## Requirement
Reproduce the data in full, exactly.

== Segment start ==

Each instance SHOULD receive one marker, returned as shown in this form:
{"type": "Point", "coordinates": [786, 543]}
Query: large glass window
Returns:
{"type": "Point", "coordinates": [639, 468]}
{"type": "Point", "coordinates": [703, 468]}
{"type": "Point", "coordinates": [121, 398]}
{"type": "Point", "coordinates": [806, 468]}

== Segment end ==

## Finished exercise
Each instance SHOULD receive one marker, returned as shown in this form:
{"type": "Point", "coordinates": [786, 543]}
Query: large glass window
Returns:
{"type": "Point", "coordinates": [639, 468]}
{"type": "Point", "coordinates": [703, 468]}
{"type": "Point", "coordinates": [121, 398]}
{"type": "Point", "coordinates": [806, 468]}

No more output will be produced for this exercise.